REQUIRED WORK
List each line in the items below that contains the word "horse". Matching is case-sensitive.

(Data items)
────────

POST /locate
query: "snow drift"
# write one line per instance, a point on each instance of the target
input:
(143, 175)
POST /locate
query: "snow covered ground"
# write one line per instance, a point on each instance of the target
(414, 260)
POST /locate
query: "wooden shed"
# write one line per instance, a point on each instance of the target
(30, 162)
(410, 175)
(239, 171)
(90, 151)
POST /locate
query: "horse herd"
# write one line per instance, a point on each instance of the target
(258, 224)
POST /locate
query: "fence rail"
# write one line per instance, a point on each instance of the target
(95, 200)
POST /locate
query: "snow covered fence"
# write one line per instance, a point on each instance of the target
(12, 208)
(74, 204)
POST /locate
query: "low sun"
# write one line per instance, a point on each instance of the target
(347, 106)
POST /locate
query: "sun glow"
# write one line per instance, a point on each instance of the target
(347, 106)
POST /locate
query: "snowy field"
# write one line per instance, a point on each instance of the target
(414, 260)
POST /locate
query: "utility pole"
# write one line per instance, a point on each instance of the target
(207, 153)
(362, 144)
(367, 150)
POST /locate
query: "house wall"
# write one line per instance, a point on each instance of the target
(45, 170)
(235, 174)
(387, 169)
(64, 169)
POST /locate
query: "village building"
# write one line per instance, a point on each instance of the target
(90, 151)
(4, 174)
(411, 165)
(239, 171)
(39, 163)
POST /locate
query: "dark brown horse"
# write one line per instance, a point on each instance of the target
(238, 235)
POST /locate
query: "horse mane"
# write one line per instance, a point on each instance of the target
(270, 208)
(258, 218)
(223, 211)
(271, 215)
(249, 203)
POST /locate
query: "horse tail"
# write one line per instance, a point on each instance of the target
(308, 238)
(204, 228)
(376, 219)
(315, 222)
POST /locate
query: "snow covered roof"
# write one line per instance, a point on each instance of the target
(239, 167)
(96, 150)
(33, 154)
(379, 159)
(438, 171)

────────

TASK OUTPUT
query: "horse herd"
query: "dark brown horse"
query: "horse mane"
query: "horse tail"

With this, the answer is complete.